## What you have to do
Please retype the LLVM patch below in full, keeping every line and character unchanged.

## Source text
☆ ☆ ☆ ☆ ☆

[LV, VP]VP intrinsics support for the Loop Vectorizer + adding new tail-folding mode using EVL.

llvm/include/llvm/Analysis/TargetTransformInfo.h

@@ -190,7 +190,10 @@ enum class TailFoldingStyle {
   /// Use predicate to control both data and control flow, but modify
   /// the trip count so that a runtime overflow check can be avoided
   /// and such that the scalar epilogue loop can always be removed.
-  DataAndControlFlowWithoutRuntimeCheck
+  DataAndControlFlowWithoutRuntimeCheck,
+  /// Use predicated EVL instructions for tail-folding.
+  /// Indicates that VP intrinsics should be used.
+  DataWithEVL,
 };
 
 struct TailFoldingInfo {

llvm/lib/Target/RISCV/RISCVTargetTransformInfo.cpp

@@ -245,6 +245,10 @@ RISCVTTIImpl::getIntImmCostIntrin(Intrinsic::ID IID, unsigned Idx,
   return TTI::TCC_Free;
 }
 
+bool RISCVTTIImpl::hasActiveVectorLength(unsigned, Type *DataTy, Align) const {
+  return ST->hasVInstructions();
+}
+
 TargetTransformInfo::PopcntSupportKind
 RISCVTTIImpl::getPopcntSupport(unsigned TyWidth) {
   assert(isPowerOf2_32(TyWidth) && "Ty width must be power of 2");

llvm/lib/Target/RISCV/RISCVTargetTransformInfo.h

@@ -78,6 +78,22 @@ class RISCVTTIImpl : public BasicTTIImplBase<RISCVTTIImpl> {
                                       const APInt &Imm, Type *Ty,
                                       TTI::TargetCostKind CostKind);
 
+  /// \name EVL Support for predicated vectorization.

☆ ☆ ☆ ☆ ☆

Dataset entries:
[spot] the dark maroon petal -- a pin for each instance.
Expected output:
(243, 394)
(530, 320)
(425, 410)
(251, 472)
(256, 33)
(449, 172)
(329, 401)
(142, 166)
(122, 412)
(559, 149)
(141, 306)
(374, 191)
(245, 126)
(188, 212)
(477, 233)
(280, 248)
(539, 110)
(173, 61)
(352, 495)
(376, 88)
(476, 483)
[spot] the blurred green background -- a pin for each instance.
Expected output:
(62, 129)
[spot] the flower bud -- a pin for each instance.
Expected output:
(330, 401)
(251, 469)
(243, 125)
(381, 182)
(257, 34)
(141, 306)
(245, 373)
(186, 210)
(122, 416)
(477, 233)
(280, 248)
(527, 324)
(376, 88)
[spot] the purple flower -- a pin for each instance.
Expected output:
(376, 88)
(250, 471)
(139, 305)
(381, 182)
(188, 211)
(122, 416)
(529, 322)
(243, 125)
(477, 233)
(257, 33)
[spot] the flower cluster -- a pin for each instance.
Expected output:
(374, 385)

☆ ☆ ☆ ☆ ☆

## Answer to this problem
[LV, VP]VP intrinsics support for the Loop Vectorizer + adding new tail-folding mode using EVL.

llvm/include/llvm/Analysis/TargetTransformInfo.h

@@ -190,7 +190,10 @@ enum class TailFoldingStyle {
   /// Use predicate to control both data and control flow, but modify
   /// the trip count so that a runtime overflow check can be avoided
   /// and such that the scalar epilogue loop can always be removed.
-  DataAndControlFlowWithoutRuntimeCheck
+  DataAndControlFlowWithoutRuntimeCheck,
+  /// Use predicated EVL instructions for tail-folding.
+  /// Indicates that VP intrinsics should be used.
+  DataWithEVL,
 };
 
 struct TailFoldingInfo {

llvm/lib/Target/RISCV/RISCVTargetTransformInfo.cpp

@@ -245,6 +245,10 @@ RISCVTTIImpl::getIntImmCostIntrin(Intrinsic::ID IID, unsigned Idx,
   return TTI::TCC_Free;
 }
 
+bool RISCVTTIImpl::hasActiveVectorLength(unsigned, Type *DataTy, Align) const {
+  return ST->hasVInstructions();
+}
+
 TargetTransformInfo::PopcntSupportKind
 RISCVTTIImpl::getPopcntSupport(unsigned TyWidth) {
   assert(isPowerOf2_32(TyWidth) && "Ty width must be power of 2");

llvm/lib/Target/RISCV/RISCVTargetTransformInfo.h

@@ -78,6 +78,22 @@ class RISCVTTIImpl : public BasicTTIImplBase<RISCVTTIImpl> {
                                       const APInt &Imm, Type *Ty,
                                       TTI::TargetCostKind CostKind);
 
+  /// \name EVL Support for predicated vectorization.